____ Data for processing
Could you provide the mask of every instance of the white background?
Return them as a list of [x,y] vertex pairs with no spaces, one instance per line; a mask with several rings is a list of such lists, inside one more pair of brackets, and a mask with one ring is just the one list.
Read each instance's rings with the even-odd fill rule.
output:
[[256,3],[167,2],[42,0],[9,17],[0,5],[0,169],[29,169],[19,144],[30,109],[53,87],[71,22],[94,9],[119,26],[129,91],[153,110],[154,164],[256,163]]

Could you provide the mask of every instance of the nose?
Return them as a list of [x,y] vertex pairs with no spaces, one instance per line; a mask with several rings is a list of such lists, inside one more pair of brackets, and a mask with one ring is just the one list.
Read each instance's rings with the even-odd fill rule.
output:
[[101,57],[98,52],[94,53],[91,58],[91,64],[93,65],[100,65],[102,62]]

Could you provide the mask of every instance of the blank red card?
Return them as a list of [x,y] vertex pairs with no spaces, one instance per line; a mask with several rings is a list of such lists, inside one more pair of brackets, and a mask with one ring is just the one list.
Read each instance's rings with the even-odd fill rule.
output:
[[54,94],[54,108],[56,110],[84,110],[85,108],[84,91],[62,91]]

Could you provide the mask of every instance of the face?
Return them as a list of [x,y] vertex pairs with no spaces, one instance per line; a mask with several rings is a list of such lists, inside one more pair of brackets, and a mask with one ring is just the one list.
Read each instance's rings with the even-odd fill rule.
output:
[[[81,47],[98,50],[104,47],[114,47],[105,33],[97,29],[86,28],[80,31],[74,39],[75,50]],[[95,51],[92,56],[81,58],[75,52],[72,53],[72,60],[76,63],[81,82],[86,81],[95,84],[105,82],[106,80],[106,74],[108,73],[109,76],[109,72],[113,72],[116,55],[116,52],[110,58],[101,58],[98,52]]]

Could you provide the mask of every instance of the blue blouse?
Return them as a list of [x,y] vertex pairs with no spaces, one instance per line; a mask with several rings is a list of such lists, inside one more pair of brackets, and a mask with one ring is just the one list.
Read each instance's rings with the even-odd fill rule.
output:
________
▶ **What is expected**:
Write out only the part of the entries that opens with the line containing "Could you provide the mask of every instance of the face?" and closes at the end of the entries, with "blue blouse" changed to "denim shirt" and everything else left unchanged.

▶ **Written reply**:
Could you provide the mask of every instance of the face?
Return them as a list of [x,y] vertex pairs with no spaces, one instance per line; a mask with several rings is a list of such lists, inside one more pair of brackets, and a mask with one ring is just the one list.
Read each instance's rings with the even-odd fill rule.
output:
[[[81,47],[98,50],[104,47],[114,47],[105,33],[97,29],[86,28],[80,31],[74,39],[75,50]],[[95,51],[92,56],[81,58],[75,52],[72,53],[72,60],[76,63],[81,82],[86,81],[95,84],[105,82],[106,80],[106,74],[108,73],[109,76],[109,72],[113,72],[116,55],[116,52],[110,58],[101,58],[98,52]]]

Could you provide the mask of every instance of the denim shirt?
Return them as a list of [x,y] vertex pairs with no spaces, one instance per line; a mask with several rings is a list of such lists, inside one more pair of brackets, and a mask with one ring is just the one list.
Read each instance's rings with the even-odd fill rule.
output:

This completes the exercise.